Assignment A
In the Ravens game grades, rewrite the paragraph beginning "Billy Cundiff was not quite as dominant" as a bulleted list that keeps its main facts.
Assignment B
In the Ravens game grades, how many rushing yards did the opposing team gain on the day?
Assignment C
Carry on the Ravens game grades from where the text stops.

With Tom Zbikowski out, Haruki Nakamura filled in on dime packages.  He struggled to cover Henderson over the middle. In general, the weak spot in the Ravens defense continues be in front of the Ravens safeties, behind the linebackers, between the hatches.  When teams spread the field, as the Saints did before the half, Ravens safeties allow too many completions over the middle.  Dawan Landry was slow to react and essentially watched Jimmy Graham catch a ball in the red zone, turn and score. Ed Reed was flagged for clubbing Brees on a blitz. He had a near pick off of a deflection early, and he played better coverage in the fourth quarter to help preserve the win.

Linebackers: B-

The Ravens linebacking corps still struggles in pass coverage, but showed signs of getting better.  Dannell Ellerbe emerged from the proverbial doghouse and returned to action. He was not great covering the tight end, and looked lost at times sensing where he needed to be at the snap, but he also looked strong playing the ball in front of him.  Jameel McClain was essentially a carbon copy of Ellerbe.  Jarrett Johnson was by far the best linebacker in coverage and had a very nice all-around game with seven tackles, two for a loss, a sack, and a forced fumble coming around the edge and whacking the ball from Brees’ hand.  His pressure on the quarterback late drew a holding call against the Saints that would have sealed the win if a Cory Redding interception had not removed all doubt. Tavares Gooden and Ray Lewis were much improved getting pressure up the A gaps without tipping their hand.

Defensive Line: A-

When a team rushes for just 27 yards on the day it’s hard to give anything less than an A.  Although consecutive offsides calls against Paul Kruger and Cory Redding put that grade in jeopardy.  Terrell Suggs was also flagged for offsides and he may have blown an assignment when Jimmy Graham released past him for a touchdown catch.  The Ravens were effective in tipping balls from the league’s shortest quarterback. Terrence Cody and Kelly Gregg alternated and were solid in sticking to their assignments.  Haloti Ngata let nothing by him up the middle, and his deflection of a pass into the waiting arms of Cory Redding sealed the win for the Ravens.

Special Teams: B-

Billy Cundiff was not quite as dominant on kick offs, getting just one touchback on a day with a lot of scoring.  He was perfect on three field goals of 33, 32, and 27 yards.  As a punt returner Lardarius Webb failed to get Haruki Nakamura away from a short bouncing kick that nearly resulted in a turnover.  He also fair caught a punt prematurely. But he bounced back with a very nice return of 26 yards where he set up blocks on the left side. Sam Koch continues to perform like a Pro Bowler, placing punts inside the opponents’ 10. Jalen Parmele stepped in to return kicks after David Reed was out with a concussion and was solid.  Cary Williams had trouble keeping his cool on special teams but was not flagged.

Data provided
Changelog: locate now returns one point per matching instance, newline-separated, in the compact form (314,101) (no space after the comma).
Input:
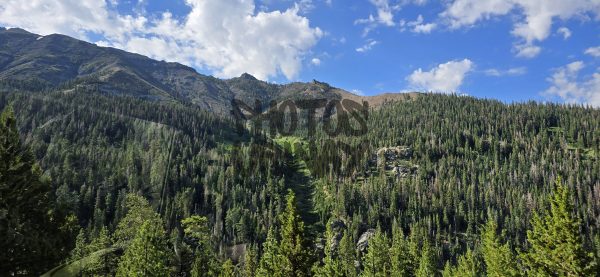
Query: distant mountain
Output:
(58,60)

* * *

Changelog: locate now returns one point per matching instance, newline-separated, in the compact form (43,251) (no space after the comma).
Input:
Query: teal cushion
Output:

...

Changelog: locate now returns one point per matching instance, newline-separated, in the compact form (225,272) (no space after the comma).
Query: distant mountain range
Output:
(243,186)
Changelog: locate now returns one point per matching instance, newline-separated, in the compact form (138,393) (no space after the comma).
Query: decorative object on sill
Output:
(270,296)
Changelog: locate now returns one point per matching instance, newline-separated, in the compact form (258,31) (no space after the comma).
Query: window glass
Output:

Expected output A
- Billy Cundiff got only one touchback on kickoffs in a high-scoring game but made all three field goals (33, 32, and 27 yards).
- Lardarius Webb failed to get Haruki Nakamura away from a short bouncing punt that nearly became a turnover, and he fair caught a punt too early.
- Webb bounced back with a 26-yard return, setting up blocks on the left side.
- Sam Koch kept punting like a Pro Bowler, placing kicks inside the opponents' 10.
- Jalen Parmele replaced David Reed, who was out with a concussion, as kick returner and was solid.
- Cary Williams had trouble keeping his cool on special teams but was not flagged.

Expected output B
27 yards.

Expected output C
Coaching: B

Credit Cam Cameron with sticking with his game plan and finding an identity on offense.  Coming off an exhausting week, the Ravens needed to control the clock and keep Brees off the field. The Saints knew it but the Ravens offense was still able to use the run, and screens to keep the Saints on their heels and Brees off the field.   Cameron spread the formation when necessary and still was able to run the ball. The gutsy pitch call on fourth and short was brilliant.  Defensively, the Ravens made the Saints one dimensional.

Officiating: B-

In a chippy game, Walt Anderson’s crew kept things under control, although they were a bit inconsistent on their unsportsman-like calls.  A late flag against Darren Sharper for spearing on Ray Rice at the end of a play was justified even though players get away with these hits nine times out of ten. A call against Rice for flipping the ball to a defender at the end of the play was stranger, still. Especially strange considering the play Will Smith got away with when he jammed his left hand into the side of Joe Flacco’s head after he was sacked.  Flacco and teammate Anquan Boldin continued to yell at the officials for a flag that never came. Strangest yet, in true make-good fashion, Smith was later flagged for a shove after the whistle to allow the Ravens to run out the clock.

Broadcast: B

Fox avoided the temptation to make too much out of Brian Billick’s return to Baltimore, and Billick did a good job of maintaining neutral perspective.    Chris Meyers was excellent reporting from the sideline with real information instead of the usual fluff from downstairs.

At 10-4 with games against divisional bottom-dwellers next, the Ravens can afford to get healthy for another playoff run, and wait for other teams to dictate where those contests will take place in January.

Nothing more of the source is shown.